**Information supplied**
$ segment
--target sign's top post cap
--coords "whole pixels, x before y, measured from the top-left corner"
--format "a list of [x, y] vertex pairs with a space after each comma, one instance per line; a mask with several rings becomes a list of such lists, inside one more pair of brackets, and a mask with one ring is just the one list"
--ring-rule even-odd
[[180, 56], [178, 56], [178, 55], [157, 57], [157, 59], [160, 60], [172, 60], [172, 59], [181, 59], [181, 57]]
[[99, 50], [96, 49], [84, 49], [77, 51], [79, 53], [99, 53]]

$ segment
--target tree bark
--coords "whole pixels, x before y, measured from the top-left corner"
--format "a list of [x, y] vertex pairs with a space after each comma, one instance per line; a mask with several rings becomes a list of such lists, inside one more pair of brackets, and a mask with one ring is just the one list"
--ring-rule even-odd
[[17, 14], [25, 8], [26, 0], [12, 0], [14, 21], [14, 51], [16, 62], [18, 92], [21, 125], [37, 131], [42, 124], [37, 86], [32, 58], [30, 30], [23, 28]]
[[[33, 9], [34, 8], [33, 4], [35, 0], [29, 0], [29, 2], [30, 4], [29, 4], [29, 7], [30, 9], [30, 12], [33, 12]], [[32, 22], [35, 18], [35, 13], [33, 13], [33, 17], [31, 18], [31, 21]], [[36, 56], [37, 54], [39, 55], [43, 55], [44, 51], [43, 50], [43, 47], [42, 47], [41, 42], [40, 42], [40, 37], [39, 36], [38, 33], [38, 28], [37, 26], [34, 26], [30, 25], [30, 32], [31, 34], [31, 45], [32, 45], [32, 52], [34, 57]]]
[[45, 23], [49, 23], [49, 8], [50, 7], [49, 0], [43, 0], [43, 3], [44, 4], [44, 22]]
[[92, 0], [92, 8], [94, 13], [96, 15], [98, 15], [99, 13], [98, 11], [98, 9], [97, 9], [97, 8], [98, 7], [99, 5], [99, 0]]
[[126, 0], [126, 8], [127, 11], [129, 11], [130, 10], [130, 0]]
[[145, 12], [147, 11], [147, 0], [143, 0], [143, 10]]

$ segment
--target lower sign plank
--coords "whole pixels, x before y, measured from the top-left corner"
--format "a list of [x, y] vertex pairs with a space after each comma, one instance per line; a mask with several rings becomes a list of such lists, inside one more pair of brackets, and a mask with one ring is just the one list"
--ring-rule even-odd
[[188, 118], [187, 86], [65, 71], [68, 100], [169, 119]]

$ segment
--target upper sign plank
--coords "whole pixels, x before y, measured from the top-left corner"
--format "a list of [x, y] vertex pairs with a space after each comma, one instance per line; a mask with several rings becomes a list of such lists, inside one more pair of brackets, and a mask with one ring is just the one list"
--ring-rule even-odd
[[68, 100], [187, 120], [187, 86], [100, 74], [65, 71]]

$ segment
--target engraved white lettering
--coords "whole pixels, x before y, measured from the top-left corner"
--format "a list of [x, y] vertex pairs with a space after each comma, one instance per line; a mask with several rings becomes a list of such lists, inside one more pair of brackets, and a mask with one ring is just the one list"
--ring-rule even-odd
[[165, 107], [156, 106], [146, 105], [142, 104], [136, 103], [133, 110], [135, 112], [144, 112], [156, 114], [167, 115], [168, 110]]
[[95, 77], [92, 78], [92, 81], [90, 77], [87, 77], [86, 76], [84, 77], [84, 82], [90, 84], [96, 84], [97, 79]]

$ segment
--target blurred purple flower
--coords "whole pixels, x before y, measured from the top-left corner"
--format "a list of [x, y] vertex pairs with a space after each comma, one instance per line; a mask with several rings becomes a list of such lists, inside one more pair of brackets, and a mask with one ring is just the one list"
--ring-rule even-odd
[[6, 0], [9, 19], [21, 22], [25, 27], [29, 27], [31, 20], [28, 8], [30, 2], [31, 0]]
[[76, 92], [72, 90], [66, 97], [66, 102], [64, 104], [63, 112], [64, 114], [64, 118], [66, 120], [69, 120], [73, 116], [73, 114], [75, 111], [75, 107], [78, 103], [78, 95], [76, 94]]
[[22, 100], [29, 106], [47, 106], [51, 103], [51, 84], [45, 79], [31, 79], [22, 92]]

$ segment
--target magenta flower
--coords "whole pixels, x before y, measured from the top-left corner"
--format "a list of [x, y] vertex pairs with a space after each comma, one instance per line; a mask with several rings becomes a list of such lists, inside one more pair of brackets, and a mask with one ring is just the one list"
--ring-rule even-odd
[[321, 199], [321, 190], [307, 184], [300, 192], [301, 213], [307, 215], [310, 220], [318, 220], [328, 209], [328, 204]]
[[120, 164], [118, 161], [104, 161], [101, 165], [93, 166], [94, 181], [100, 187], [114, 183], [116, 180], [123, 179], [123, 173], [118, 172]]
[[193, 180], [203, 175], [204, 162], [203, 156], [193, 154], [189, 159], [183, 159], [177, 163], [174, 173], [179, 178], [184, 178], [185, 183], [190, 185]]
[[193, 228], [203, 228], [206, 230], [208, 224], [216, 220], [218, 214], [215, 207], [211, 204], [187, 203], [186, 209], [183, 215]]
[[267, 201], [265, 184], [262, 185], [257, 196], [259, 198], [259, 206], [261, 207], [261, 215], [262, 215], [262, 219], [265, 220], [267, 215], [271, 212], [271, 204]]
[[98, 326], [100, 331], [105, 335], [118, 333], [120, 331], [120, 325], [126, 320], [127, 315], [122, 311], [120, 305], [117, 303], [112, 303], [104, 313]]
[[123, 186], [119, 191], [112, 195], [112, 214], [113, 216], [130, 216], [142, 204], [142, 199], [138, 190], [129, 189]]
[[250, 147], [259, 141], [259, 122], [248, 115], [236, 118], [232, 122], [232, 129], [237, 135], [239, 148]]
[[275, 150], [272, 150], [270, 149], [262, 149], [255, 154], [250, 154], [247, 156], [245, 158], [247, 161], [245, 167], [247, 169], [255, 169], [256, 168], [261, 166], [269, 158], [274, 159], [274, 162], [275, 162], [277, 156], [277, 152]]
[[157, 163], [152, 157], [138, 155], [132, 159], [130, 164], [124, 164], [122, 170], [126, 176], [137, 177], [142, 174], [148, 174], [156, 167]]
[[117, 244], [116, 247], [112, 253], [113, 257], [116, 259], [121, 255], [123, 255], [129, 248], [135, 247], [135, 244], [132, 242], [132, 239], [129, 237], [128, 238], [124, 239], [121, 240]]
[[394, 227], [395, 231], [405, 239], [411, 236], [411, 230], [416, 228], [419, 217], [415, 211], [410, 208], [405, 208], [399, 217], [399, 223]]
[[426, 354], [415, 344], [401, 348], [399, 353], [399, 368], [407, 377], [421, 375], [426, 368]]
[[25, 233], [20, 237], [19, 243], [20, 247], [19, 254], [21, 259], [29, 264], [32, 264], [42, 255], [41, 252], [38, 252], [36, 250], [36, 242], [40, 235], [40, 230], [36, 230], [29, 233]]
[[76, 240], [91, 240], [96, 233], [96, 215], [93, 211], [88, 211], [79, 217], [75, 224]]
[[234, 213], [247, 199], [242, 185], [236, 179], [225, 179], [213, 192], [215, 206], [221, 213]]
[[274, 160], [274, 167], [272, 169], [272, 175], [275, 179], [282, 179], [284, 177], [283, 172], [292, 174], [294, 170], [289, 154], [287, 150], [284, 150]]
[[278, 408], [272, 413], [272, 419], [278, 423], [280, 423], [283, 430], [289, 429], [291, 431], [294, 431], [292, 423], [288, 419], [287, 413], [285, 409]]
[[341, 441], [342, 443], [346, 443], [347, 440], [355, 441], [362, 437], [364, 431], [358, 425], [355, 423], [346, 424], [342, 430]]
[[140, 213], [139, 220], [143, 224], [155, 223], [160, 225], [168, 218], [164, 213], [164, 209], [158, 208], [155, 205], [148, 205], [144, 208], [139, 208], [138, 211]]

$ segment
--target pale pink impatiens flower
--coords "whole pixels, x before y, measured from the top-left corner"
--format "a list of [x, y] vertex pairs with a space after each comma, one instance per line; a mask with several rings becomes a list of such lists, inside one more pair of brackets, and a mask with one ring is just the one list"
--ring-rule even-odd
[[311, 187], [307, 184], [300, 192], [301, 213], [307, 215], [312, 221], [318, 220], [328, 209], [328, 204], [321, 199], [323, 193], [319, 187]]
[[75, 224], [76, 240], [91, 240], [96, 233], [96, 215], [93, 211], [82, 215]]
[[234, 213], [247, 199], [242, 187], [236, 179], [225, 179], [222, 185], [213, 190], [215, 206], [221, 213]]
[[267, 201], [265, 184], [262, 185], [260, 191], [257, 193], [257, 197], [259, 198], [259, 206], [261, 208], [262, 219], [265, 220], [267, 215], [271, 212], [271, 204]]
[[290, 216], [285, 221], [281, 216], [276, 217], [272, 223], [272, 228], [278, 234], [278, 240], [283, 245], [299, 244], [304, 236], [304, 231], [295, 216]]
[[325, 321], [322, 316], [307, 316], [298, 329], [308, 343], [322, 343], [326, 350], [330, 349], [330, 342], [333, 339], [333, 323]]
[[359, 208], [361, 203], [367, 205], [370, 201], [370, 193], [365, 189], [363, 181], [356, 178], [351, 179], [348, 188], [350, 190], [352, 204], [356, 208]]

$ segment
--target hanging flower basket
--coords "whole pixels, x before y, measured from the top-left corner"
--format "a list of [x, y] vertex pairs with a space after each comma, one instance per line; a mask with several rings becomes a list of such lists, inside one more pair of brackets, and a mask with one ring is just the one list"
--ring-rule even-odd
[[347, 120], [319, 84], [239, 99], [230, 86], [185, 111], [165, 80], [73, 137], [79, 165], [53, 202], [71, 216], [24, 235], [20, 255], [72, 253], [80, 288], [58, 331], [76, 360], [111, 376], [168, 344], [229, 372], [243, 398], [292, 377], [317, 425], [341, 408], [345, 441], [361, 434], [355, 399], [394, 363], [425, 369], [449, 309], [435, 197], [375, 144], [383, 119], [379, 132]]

**Work to complete**
Copy the items from the start through the line containing "53], [99, 53]]", substituting "nonzero" for "even-odd" and leaving everything else unchanged.

**The completed task**
$ segment
--target sign's top post cap
--coords "whole pixels, x before y, measured from the top-left corner"
--format "a list of [x, y] vertex pairs with a space after each comma, one instance per line; a mask with several rings becomes a list of such lists, inside one more pair of brackets, and a mask with one ring is just the one list"
--ring-rule nonzero
[[180, 56], [178, 56], [178, 55], [157, 57], [157, 59], [160, 60], [172, 60], [172, 59], [181, 59], [181, 57]]
[[99, 50], [96, 49], [84, 49], [77, 51], [79, 53], [99, 53]]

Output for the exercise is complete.